**SOURCE DOCUMENT:**
*-*-*

The Courage to Pivot
Rabbi Sarah Shulman, Yom Kippur 2025
A police officer and a rabbi walk into a bar. While this may sound like the start of a joke, it’s actually not. It’s my life; but not how I had once imagined it.
Just before we went through a major leadership transition here at HEA last year, my husband made the biggest career change in his life, leaving a position in special education to serve vulnerable populations on the streets of Denver in a police uniform. And so, as you can imagine, much has changed for both of us ever since: the work, the hours, and yes, even the guns. After swearing that I would never allow a firearm into my house, we now by necessity own several for my husband’s work, kept safely away from our children. And when I wake up at 2am, I not only worry about our children’s safety and that of the Jewish people, but also who Nate might run into on their worst of days.
Amidst the shifting schedules, the stories of mitigating crisis, and new craziness there are also new doors and new prides that have been opened for both of us. I am grateful for his service to this city and that of all our officers and first responders, including those on duty this very day right outside our doors. And most of all, I am beyond grateful to serve this special HEA community.

*-*-*

**DATASET EXTRACT:**

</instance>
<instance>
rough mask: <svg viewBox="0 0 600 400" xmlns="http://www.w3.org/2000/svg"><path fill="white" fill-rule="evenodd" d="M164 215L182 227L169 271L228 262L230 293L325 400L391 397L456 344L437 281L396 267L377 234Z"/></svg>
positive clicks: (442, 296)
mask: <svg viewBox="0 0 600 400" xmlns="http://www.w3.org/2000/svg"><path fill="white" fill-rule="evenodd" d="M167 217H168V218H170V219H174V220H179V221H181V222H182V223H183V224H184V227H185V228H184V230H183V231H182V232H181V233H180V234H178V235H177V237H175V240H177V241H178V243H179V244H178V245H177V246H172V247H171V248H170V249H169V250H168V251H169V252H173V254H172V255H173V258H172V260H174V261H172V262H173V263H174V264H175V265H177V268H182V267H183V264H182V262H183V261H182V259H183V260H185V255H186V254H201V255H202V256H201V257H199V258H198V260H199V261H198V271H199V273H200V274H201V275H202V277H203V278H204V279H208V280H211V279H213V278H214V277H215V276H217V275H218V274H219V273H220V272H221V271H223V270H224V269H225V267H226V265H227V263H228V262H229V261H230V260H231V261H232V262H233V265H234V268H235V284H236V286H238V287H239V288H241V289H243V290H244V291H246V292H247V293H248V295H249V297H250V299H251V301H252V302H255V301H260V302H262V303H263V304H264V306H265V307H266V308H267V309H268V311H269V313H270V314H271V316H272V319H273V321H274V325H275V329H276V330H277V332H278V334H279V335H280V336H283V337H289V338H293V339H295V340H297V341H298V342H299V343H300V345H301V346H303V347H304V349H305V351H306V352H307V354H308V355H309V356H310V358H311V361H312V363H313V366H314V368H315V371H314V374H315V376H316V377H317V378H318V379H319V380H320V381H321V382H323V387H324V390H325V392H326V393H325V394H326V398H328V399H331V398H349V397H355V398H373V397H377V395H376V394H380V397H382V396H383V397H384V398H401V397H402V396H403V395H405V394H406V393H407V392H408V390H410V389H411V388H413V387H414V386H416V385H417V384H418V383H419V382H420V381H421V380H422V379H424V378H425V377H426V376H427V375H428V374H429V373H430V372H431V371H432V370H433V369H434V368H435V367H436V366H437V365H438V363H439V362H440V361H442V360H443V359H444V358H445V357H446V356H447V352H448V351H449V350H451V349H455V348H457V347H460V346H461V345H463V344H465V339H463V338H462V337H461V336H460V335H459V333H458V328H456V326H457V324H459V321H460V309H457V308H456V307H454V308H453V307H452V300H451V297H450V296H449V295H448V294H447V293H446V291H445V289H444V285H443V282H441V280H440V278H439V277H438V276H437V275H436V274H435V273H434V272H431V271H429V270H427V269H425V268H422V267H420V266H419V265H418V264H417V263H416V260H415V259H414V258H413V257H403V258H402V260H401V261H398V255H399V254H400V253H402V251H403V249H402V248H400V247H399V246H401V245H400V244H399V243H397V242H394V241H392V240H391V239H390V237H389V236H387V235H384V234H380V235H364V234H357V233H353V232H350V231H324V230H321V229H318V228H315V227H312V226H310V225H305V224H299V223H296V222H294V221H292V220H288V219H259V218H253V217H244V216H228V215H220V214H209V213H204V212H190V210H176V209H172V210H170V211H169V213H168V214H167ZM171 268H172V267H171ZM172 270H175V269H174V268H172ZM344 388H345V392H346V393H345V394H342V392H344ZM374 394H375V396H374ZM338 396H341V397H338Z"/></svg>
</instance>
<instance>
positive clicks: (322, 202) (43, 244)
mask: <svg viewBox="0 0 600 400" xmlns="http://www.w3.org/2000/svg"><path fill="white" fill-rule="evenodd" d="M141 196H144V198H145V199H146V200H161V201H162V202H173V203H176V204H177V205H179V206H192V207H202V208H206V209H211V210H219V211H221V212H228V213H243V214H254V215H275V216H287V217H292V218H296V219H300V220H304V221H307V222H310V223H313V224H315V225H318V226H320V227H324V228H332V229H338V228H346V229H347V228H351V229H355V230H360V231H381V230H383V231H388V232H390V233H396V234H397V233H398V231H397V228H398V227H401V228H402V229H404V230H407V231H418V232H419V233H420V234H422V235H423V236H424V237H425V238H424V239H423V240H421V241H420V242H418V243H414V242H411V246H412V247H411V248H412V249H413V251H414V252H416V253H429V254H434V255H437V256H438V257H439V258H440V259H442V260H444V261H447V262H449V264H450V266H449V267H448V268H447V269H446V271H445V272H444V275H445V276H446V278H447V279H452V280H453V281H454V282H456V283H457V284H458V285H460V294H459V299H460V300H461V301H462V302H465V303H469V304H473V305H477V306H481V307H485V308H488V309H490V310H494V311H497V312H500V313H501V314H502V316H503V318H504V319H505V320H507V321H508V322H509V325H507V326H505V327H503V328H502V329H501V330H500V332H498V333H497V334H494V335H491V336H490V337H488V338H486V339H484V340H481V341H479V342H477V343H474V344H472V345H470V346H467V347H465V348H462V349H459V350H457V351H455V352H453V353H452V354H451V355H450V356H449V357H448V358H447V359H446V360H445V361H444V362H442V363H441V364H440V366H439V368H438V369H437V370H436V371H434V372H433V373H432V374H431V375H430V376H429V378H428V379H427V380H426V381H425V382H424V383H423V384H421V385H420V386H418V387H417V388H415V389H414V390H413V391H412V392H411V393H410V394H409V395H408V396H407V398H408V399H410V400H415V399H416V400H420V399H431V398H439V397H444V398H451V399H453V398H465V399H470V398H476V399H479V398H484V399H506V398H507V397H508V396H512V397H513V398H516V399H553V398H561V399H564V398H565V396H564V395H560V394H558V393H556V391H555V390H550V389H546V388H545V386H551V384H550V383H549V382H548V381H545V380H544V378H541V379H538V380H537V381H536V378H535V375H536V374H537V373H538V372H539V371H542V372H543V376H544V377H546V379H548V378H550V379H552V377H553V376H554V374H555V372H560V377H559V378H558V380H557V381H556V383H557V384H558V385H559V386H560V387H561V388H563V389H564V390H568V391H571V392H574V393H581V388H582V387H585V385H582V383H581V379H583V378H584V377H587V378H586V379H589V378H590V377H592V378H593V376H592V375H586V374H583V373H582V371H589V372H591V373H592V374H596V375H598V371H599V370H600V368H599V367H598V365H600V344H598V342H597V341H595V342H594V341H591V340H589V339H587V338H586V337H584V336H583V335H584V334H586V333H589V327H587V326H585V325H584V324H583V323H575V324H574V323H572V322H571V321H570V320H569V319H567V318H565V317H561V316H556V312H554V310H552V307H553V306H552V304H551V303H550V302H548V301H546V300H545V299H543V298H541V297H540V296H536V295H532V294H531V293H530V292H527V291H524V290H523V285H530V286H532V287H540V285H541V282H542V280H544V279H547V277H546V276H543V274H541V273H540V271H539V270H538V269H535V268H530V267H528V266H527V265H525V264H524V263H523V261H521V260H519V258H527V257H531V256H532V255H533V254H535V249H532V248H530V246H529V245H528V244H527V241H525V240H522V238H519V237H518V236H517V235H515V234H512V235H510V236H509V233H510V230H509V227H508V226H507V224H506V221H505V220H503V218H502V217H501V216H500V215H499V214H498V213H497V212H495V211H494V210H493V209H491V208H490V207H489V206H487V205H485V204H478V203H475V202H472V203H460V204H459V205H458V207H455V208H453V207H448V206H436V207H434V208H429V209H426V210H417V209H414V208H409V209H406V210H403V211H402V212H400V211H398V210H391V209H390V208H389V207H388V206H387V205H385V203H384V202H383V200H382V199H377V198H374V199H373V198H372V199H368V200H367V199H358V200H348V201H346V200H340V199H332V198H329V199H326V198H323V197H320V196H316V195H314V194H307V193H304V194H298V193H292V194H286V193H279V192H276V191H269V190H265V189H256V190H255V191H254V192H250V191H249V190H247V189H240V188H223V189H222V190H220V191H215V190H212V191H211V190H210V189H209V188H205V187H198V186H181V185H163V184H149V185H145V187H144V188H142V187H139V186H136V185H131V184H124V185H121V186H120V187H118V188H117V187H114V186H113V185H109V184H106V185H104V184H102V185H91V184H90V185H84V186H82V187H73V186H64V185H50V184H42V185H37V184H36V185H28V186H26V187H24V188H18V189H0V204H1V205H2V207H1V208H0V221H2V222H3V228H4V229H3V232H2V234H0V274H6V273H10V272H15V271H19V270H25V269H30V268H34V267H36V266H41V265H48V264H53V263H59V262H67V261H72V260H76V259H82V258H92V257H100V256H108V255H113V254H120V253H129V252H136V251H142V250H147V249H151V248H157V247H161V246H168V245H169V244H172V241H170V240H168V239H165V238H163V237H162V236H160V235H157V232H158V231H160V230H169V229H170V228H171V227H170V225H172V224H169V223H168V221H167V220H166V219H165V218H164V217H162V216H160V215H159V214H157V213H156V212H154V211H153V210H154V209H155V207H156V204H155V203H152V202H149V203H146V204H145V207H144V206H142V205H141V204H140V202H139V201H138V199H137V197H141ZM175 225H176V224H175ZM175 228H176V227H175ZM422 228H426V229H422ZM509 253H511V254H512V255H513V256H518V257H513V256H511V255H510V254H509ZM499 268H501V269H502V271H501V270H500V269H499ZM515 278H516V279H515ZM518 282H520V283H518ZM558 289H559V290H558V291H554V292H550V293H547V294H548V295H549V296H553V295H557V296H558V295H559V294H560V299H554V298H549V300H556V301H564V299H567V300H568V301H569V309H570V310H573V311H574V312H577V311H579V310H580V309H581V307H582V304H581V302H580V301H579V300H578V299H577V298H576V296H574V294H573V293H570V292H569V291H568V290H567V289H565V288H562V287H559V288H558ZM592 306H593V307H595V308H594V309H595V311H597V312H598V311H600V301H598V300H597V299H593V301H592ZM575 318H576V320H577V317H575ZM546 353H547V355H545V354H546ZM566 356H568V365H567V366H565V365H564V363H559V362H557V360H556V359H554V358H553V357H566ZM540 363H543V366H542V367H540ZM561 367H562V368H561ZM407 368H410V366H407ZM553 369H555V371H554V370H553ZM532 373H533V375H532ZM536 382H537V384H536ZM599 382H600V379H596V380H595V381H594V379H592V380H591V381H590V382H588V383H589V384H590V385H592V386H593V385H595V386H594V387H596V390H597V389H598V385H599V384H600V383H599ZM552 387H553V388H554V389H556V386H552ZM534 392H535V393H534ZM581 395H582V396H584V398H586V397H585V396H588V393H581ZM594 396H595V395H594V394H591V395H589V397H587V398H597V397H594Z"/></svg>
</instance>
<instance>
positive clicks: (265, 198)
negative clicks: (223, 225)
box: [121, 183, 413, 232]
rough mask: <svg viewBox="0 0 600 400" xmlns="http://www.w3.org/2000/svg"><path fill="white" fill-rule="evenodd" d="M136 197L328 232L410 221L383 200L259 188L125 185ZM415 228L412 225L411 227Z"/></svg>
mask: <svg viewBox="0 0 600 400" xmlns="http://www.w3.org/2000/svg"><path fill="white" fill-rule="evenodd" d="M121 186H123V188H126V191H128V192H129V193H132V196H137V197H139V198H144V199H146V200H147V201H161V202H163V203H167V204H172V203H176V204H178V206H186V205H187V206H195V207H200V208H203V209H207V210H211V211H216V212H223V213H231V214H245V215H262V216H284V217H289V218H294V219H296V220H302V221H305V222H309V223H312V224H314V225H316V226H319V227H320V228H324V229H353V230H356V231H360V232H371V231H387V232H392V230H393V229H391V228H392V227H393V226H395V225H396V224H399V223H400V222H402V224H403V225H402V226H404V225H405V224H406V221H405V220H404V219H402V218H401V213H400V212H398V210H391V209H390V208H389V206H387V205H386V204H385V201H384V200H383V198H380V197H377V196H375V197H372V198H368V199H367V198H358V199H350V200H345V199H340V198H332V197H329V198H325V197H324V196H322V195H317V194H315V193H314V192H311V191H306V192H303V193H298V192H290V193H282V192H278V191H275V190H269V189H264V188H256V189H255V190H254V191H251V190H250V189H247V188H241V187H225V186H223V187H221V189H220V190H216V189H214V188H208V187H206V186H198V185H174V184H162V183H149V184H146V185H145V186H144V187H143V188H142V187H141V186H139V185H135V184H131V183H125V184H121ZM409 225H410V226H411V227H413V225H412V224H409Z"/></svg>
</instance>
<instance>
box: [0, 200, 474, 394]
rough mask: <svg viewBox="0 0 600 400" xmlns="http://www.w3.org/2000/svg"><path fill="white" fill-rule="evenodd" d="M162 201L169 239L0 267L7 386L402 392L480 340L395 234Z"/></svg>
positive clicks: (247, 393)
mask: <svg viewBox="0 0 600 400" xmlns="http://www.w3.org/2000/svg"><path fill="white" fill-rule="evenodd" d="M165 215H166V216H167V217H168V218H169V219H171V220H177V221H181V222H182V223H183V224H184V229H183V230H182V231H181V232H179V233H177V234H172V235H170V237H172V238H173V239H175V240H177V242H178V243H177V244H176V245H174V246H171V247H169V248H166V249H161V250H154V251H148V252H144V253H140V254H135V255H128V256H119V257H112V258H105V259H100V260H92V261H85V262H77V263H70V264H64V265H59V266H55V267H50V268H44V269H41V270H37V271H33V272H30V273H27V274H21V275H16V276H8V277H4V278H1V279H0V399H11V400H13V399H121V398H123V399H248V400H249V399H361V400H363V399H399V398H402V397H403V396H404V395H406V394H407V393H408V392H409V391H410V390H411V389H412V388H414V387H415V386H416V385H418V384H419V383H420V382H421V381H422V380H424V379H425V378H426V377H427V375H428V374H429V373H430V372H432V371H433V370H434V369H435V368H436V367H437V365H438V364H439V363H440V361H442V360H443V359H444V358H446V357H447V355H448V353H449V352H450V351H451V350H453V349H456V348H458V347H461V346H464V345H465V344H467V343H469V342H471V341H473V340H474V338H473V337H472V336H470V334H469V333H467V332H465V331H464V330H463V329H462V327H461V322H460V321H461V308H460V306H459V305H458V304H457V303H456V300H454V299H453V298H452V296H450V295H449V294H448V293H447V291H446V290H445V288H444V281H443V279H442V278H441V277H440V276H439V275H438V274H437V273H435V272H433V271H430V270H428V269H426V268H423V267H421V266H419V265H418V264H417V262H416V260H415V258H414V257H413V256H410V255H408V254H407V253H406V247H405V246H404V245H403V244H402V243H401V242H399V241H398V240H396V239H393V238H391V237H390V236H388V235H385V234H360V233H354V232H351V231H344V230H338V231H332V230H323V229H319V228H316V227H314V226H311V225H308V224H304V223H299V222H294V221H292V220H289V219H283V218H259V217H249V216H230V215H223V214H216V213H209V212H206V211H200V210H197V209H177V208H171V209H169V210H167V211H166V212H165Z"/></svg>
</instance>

*-*-*

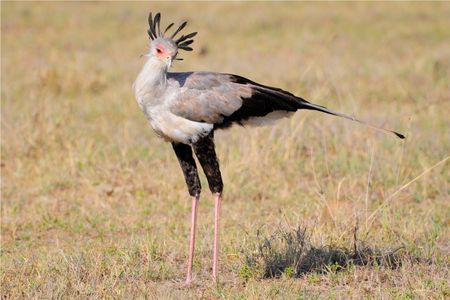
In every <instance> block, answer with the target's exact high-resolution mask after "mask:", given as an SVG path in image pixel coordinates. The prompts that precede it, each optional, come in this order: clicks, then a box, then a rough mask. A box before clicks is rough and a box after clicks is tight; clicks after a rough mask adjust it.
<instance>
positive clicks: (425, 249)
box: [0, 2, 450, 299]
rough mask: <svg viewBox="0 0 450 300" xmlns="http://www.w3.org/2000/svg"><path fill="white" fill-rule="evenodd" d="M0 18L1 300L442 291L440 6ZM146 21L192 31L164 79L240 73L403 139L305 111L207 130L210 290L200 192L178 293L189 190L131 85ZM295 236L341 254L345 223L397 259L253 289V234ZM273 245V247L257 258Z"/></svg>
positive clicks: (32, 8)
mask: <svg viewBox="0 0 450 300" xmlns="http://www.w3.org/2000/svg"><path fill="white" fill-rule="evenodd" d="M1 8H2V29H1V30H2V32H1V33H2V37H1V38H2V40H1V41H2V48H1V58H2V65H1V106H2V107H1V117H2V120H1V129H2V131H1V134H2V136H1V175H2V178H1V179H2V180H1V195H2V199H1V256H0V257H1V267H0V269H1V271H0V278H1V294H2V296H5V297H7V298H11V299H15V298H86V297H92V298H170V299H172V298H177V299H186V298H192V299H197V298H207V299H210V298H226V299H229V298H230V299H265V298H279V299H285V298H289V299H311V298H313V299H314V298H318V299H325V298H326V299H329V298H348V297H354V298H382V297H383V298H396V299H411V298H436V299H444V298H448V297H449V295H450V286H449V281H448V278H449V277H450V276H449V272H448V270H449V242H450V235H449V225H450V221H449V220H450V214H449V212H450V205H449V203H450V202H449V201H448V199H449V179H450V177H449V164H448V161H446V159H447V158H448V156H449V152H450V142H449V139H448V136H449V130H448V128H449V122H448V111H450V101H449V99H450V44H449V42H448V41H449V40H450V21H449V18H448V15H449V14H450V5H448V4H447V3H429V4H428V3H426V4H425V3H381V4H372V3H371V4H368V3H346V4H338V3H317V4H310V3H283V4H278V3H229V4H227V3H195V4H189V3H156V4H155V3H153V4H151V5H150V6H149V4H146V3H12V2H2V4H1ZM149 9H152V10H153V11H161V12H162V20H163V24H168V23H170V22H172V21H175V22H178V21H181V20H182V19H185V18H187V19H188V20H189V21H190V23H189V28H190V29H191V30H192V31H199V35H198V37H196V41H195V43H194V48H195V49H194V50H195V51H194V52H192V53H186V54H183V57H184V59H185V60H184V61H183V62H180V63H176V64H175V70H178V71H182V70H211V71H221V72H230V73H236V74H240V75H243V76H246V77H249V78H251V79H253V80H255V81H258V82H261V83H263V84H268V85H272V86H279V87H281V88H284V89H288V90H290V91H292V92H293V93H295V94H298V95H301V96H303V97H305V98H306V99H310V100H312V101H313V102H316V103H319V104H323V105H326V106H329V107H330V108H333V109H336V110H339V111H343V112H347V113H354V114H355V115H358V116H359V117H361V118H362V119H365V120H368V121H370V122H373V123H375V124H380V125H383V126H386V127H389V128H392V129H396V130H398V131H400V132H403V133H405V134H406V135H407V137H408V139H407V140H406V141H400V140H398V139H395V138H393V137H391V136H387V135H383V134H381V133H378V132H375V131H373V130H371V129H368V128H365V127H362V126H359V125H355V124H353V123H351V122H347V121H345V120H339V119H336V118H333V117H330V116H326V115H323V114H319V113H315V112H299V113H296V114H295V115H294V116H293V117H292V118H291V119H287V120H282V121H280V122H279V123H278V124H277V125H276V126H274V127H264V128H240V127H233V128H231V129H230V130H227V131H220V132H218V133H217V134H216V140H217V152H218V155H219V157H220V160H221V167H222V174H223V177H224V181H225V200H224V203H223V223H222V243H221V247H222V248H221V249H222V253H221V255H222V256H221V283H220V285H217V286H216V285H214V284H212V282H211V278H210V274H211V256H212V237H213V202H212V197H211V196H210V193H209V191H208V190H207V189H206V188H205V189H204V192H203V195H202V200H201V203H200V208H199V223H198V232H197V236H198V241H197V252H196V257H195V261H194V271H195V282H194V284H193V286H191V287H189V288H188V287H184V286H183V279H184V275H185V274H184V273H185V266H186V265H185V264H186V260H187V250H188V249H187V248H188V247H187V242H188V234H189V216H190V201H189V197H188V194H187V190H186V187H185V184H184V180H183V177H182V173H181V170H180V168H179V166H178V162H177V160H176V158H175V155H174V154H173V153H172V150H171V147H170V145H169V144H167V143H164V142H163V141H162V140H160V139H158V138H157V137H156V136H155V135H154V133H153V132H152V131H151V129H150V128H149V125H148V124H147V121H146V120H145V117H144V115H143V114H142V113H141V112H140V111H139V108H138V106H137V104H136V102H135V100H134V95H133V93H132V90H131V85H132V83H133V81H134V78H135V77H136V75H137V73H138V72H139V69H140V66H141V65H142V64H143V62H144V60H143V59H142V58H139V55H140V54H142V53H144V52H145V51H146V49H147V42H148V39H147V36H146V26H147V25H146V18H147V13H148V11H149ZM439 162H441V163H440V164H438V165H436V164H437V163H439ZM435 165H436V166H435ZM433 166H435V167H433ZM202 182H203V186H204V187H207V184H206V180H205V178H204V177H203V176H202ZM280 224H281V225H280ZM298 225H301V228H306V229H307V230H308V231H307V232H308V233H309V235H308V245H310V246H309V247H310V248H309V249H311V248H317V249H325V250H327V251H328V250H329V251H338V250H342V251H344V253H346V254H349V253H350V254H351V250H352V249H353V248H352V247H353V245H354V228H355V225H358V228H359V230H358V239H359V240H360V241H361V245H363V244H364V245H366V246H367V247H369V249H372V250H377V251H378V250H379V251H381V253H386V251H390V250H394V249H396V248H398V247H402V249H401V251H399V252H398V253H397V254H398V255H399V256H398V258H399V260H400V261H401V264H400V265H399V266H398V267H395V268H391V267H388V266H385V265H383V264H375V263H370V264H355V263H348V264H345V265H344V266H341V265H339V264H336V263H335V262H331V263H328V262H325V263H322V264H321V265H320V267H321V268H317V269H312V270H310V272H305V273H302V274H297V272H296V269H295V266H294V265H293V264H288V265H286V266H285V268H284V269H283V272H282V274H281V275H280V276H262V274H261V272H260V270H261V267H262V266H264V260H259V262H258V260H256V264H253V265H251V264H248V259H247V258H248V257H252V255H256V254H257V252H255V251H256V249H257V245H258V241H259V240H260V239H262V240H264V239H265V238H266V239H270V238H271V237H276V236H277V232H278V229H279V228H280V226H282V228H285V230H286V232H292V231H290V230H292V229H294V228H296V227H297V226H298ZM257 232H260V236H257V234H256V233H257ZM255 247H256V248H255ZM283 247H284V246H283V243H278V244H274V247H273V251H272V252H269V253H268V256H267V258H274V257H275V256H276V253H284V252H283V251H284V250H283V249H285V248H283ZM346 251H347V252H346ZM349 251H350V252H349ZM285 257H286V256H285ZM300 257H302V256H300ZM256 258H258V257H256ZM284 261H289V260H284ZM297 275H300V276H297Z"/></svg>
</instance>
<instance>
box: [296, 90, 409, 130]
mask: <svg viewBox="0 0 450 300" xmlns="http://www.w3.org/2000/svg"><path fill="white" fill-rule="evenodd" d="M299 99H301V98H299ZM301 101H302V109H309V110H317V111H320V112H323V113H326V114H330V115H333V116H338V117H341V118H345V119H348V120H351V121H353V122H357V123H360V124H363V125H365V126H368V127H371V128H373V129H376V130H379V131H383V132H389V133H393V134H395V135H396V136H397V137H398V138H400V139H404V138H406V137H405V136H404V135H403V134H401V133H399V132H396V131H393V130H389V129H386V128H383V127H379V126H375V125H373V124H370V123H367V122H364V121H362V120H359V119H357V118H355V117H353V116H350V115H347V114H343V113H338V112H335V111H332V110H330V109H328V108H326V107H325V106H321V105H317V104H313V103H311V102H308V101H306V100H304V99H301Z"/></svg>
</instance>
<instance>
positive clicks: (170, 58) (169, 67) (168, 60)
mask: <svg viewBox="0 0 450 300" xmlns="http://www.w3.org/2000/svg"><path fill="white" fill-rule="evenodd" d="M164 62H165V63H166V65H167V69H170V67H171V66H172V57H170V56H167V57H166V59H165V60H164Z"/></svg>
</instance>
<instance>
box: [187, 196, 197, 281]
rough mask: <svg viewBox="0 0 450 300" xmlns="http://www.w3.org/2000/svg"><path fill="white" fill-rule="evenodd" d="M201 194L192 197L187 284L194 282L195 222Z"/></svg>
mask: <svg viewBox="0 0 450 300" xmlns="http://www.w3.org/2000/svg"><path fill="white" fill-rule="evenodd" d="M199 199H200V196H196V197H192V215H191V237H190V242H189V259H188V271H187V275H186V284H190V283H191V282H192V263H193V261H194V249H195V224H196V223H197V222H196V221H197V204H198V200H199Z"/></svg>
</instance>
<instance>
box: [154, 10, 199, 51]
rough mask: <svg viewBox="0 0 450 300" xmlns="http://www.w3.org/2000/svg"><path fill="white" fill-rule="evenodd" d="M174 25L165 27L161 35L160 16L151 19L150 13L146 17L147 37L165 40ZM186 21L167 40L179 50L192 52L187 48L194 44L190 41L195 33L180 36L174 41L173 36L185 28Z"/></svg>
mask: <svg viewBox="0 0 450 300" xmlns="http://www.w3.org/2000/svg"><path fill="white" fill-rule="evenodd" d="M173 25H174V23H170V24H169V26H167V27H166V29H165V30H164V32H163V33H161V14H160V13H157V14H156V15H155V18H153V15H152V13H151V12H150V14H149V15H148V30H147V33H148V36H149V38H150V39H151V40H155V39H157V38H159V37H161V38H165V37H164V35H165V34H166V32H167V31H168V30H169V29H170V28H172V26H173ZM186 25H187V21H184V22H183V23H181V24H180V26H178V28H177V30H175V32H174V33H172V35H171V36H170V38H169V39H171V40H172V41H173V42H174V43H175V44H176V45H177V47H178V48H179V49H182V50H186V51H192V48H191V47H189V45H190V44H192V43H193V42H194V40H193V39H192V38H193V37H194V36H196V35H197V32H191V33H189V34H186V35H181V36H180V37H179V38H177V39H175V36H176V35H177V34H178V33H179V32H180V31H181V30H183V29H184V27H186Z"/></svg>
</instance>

*-*-*

**WHAT YOU NEED TO DO:** Please copy the Yom Kippur sermon text word for word, starting with "Just before we" and going on through "worst of days.".

**RESULT OF THE EXERCISE:**
Just before we went through a major leadership transition here at HEA last year, my husband made the biggest career change in his life, leaving a position in special education to serve vulnerable populations on the streets of Denver in a police uniform. And so, as you can imagine, much has changed for both of us ever since: the work, the hours, and yes, even the guns. After swearing that I would never allow a firearm into my house, we now by necessity own several for my husband’s work, kept safely away from our children. And when I wake up at 2am, I not only worry about our children’s safety and that of the Jewish people, but also who Nate might run into on their worst of days.